Prag/N-ost. „Es tut mir leid, wir haben kein warmes Essen, seit Berlin ist die Elektronik ausgefallen“, so begründet der Kellner die Flaute auf der Speisekarte. Verantwortlich sei die Hitze. Erst nach Prag sei wieder mit dem Anspringen des Systems, das noch aus DDR-Zeiten stammt, zu rechnen. Für die meisten Gäste im Eurocity nach Tschechien zu spät. Die Fahrt mit tschechischen Zügen von Berlin oder Wien nach Prag erfreut höchstens Nostalgiker. Bei den übrigen Gästen sorgen die uralten Züge für Ärger – besonders im Sommer, wenn in den alten Zügen oft die Elektronik schlapp macht.

Jahrelang fuhr die Tschechische Staatsbahn (ČD) wegen notorischen Geldmangels auf der puren Substanz. Obwohl inzwischen die Modernisierung eingeleitet wurde, hat der Fuhrpark immer noch ein Durchschnittsalter von 20 Jahren.

Verspätungen sind die Regel

Besonders eklatant macht sich das auf den internationalen Strecken bemerkbar, wo die Tschechische Bahn im Wechsel mit der Deutschen Bahn, den ÖBB und der ungarischen Staatsbahn ihre Züge im Einsatz hat. Eurocitys fahren schon mal hunderte Kilometer im Dunkeln, Passagiere müssen im Winter ohne Heizung auskommen. Verspätungen, deren Ursachen „auf dem tschechischen Staatsgebiet entstanden“ sind, sind die Regel.

Das Drängen der Partnerbahnen an die ČD, doch endlich neuere Züge einzusetzen, wurde stärker. Doch einer baldigen Modernisierung der Eurocity-Verbindungen steht ein Streit der ČD mit der Pilsener Škoda Transportation im Weg. Schon zwei Jahre wartet die Tschechische Bahn auf neue Fernzugloks aus Pilsen. Die Auslieferung verzögert sich weiter, doch die Geduld der Tschechen ist scheinbar grenzenlos. Škoda, nicht zu verwechseln mit der Volkswagen-Tochter Škoda Auto, ist der tschechische Platzhirsch des Schienenfahrzeugbaus. Die Aufträge der Tschechischen Bahn gingen fast automatisch immer an die Freunde aus Pilsen.

---------------

» **ZIEL**: Welches Durchschnittsalter hat der Fuhrpark der Tschechischen Staatsbahn laut dem Text über die Bahnverbindungen nach Prag? Die folgenden Zeilen stammen aus einer anderen Quelle als der Text.

» **Zeilen zur Positionsbestimmung**:
---------------

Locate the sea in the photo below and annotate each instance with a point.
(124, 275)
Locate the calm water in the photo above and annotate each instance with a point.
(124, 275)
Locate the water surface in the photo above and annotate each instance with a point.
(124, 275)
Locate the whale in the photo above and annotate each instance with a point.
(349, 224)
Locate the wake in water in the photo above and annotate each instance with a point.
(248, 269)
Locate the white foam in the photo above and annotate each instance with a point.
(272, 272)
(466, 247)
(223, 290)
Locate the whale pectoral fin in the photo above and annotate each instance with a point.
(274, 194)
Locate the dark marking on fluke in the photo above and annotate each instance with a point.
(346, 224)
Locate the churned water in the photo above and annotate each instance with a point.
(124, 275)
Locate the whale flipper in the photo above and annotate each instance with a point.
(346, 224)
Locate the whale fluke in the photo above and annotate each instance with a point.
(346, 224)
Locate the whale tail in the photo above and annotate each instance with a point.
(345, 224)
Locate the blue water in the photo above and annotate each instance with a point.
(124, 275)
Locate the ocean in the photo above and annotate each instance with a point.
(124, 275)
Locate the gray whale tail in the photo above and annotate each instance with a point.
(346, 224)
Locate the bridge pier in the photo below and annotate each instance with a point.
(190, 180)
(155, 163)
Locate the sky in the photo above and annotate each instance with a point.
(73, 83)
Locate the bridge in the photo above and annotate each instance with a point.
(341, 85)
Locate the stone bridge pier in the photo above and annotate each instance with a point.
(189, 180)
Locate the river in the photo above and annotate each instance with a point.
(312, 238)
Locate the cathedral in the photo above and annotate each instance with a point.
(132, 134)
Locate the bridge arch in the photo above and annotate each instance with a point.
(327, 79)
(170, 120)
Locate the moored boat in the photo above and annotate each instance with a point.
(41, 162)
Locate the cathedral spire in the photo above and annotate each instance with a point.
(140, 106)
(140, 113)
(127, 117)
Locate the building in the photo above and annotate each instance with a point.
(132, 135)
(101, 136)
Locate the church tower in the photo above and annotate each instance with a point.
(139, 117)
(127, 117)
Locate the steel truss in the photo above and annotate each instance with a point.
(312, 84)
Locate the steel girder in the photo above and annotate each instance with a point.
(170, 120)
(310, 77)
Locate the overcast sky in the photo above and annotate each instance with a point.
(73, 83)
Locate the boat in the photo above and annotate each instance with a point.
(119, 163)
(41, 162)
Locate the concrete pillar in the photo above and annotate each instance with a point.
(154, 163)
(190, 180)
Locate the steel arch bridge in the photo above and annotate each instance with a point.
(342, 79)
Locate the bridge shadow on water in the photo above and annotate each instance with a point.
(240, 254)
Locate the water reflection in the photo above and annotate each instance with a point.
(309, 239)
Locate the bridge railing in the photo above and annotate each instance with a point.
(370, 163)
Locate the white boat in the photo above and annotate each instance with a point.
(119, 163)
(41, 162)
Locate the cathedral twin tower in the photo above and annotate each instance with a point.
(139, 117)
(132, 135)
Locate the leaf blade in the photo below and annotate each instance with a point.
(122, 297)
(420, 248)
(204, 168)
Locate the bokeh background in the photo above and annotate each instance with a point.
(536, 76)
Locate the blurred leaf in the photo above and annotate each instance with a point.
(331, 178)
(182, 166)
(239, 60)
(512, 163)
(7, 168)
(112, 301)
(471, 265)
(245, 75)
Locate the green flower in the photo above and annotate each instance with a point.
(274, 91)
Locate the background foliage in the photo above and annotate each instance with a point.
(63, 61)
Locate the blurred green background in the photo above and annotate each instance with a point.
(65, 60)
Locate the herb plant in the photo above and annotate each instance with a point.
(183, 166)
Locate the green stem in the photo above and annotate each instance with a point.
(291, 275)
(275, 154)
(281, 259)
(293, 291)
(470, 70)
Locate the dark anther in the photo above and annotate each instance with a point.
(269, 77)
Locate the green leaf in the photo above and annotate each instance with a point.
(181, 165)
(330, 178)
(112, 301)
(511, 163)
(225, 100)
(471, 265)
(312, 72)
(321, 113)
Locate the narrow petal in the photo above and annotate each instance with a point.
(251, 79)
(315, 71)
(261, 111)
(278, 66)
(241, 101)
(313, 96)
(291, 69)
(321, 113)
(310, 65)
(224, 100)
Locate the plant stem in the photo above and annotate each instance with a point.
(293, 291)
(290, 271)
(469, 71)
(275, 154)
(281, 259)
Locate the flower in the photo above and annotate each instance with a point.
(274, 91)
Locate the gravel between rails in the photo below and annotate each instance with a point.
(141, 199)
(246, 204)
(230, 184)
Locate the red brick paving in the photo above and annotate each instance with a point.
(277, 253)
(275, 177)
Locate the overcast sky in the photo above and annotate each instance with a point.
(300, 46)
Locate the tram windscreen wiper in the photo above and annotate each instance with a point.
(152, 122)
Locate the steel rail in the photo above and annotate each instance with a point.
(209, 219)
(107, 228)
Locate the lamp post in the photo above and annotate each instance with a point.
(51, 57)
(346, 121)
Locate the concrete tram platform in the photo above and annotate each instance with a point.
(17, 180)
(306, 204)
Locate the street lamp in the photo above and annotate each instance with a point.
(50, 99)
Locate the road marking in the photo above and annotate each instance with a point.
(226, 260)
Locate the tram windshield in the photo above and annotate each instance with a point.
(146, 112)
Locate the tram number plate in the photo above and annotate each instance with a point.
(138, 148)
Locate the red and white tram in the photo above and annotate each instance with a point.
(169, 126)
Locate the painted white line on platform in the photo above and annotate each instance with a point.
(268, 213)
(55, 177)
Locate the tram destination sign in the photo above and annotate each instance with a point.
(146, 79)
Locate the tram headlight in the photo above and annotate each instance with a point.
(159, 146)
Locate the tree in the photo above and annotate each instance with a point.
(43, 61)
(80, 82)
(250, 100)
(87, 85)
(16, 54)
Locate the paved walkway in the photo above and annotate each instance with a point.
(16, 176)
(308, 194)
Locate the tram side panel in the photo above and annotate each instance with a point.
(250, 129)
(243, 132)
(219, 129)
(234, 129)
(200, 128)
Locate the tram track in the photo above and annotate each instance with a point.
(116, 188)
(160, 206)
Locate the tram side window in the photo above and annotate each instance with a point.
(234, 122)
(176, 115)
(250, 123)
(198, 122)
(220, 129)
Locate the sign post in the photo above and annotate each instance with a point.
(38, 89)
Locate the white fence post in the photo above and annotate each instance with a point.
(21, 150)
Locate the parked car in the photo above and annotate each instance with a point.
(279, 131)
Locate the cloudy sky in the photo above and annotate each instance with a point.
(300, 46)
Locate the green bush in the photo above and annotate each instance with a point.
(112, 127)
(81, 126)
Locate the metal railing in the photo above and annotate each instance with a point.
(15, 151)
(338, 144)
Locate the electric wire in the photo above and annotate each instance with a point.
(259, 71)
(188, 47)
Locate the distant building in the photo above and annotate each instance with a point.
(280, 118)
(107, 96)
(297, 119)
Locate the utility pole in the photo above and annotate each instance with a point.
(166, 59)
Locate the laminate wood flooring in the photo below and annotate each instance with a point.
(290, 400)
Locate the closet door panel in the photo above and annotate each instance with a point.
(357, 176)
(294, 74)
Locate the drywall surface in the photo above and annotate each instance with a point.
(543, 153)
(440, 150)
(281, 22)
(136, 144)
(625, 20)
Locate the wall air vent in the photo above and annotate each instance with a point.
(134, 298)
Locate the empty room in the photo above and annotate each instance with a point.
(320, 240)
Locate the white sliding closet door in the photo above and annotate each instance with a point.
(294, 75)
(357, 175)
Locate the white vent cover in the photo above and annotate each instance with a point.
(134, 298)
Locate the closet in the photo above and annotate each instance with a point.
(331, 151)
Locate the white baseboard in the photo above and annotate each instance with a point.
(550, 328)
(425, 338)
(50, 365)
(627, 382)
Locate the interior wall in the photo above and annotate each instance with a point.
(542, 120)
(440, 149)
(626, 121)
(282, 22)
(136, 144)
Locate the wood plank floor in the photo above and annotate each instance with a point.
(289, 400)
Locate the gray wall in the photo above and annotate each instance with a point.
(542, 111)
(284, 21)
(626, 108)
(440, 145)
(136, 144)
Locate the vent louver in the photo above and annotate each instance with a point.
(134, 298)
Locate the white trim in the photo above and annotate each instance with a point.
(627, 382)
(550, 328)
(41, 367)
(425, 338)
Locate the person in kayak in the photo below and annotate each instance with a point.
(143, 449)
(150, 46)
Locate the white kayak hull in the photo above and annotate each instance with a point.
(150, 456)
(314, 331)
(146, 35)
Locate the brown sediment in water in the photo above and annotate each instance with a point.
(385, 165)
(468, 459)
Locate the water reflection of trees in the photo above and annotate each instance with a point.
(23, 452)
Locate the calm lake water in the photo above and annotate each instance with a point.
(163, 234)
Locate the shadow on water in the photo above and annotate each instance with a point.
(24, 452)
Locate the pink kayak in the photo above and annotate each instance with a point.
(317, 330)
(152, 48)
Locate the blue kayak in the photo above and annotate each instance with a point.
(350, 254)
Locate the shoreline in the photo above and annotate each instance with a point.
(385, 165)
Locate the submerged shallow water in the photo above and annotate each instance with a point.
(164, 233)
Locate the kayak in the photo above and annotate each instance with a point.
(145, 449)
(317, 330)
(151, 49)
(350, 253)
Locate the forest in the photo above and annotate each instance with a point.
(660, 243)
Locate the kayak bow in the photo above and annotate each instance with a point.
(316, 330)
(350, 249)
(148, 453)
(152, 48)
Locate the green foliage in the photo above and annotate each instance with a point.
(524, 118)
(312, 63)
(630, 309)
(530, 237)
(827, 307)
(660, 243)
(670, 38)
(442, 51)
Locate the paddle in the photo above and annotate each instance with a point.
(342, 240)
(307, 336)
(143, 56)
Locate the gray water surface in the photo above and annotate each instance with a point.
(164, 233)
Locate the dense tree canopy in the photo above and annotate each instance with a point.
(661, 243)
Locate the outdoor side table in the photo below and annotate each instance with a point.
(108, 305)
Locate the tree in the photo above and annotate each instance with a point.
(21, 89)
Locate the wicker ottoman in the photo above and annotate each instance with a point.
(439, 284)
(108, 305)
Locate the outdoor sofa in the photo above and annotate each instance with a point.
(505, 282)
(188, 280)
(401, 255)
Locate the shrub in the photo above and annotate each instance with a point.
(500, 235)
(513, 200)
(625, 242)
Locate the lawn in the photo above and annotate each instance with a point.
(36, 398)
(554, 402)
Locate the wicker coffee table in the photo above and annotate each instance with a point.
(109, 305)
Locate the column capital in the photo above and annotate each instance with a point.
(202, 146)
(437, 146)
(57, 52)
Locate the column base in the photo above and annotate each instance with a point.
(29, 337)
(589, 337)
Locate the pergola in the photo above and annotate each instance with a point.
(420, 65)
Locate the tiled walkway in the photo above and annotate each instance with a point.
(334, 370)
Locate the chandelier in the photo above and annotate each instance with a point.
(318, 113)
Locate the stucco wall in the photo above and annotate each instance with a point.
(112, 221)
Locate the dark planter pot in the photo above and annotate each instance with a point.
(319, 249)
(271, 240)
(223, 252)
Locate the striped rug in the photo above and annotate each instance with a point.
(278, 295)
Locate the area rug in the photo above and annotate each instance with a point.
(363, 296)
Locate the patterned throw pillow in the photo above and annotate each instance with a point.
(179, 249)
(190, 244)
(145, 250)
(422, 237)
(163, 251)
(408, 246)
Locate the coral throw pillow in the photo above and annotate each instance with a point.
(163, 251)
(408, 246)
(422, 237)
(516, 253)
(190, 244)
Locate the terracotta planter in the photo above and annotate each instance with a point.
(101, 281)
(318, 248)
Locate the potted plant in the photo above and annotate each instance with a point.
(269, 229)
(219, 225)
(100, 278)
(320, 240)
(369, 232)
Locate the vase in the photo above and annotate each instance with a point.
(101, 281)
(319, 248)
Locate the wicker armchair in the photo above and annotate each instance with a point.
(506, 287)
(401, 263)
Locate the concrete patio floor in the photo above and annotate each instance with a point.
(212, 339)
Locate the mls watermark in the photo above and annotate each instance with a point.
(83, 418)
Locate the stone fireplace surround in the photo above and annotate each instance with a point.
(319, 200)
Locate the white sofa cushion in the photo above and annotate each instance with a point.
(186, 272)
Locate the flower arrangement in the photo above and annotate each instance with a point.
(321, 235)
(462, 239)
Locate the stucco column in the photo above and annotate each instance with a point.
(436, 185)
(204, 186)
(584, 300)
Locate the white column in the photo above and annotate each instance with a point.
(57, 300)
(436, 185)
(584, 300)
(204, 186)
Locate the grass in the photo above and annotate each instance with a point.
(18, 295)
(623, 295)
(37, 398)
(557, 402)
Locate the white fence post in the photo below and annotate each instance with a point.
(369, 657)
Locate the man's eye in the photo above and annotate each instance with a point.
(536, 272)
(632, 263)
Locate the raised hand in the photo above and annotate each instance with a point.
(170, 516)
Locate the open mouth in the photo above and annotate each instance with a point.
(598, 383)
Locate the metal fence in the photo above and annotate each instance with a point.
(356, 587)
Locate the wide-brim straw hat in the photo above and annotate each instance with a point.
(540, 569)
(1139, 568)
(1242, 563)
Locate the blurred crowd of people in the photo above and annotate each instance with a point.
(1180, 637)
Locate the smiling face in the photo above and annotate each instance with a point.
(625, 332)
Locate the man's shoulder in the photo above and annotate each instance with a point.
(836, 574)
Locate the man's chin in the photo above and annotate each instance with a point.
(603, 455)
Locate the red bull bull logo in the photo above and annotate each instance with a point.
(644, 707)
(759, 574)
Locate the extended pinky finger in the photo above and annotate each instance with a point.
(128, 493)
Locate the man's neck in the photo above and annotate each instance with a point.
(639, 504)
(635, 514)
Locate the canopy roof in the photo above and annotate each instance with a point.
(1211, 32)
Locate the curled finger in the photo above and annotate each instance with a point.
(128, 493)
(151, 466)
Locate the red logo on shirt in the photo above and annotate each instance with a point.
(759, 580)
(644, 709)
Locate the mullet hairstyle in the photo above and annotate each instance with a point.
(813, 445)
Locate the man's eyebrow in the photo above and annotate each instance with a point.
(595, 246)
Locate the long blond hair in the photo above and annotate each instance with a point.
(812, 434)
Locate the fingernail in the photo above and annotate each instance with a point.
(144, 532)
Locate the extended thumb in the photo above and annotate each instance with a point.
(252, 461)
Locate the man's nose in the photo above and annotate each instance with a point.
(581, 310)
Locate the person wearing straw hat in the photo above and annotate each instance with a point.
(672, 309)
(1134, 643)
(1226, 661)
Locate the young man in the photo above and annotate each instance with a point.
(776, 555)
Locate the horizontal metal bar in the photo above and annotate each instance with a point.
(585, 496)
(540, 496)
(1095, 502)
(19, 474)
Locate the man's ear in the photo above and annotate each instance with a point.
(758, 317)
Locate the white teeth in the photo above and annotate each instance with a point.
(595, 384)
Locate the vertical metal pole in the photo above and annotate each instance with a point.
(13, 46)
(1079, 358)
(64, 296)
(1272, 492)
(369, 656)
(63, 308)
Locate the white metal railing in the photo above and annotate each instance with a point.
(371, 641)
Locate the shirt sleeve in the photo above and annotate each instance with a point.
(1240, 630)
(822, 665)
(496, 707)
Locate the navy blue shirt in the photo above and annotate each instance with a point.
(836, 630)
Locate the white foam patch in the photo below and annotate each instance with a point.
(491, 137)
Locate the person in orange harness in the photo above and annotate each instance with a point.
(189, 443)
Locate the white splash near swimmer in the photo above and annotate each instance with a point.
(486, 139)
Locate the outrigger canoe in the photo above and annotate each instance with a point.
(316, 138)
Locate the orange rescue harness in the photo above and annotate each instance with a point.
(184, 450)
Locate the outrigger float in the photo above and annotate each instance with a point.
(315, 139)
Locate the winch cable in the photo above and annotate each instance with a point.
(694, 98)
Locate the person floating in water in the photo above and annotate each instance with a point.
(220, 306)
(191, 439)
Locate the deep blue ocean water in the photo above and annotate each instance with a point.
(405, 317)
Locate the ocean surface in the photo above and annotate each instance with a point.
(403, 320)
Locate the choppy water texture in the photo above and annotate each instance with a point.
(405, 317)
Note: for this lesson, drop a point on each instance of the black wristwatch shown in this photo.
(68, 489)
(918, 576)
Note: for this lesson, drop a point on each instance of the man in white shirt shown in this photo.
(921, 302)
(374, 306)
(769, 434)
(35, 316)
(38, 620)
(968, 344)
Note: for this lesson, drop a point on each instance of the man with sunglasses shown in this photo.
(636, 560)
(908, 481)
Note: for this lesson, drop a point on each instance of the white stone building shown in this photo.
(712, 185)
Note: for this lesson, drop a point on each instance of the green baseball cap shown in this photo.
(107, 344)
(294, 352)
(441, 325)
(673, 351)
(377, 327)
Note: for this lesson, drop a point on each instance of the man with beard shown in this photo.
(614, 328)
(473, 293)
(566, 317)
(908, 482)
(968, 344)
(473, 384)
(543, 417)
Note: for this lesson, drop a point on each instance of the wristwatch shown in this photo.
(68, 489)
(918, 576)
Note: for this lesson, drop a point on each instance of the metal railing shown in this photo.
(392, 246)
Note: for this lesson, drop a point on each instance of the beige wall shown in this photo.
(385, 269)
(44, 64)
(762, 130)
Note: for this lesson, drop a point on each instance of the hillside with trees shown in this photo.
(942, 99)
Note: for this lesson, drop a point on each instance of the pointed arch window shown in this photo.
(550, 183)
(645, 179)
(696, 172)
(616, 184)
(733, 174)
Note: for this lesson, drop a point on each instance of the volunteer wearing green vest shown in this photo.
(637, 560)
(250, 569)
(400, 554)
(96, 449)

---------------

» **ANTWORT**: 20 Jahre.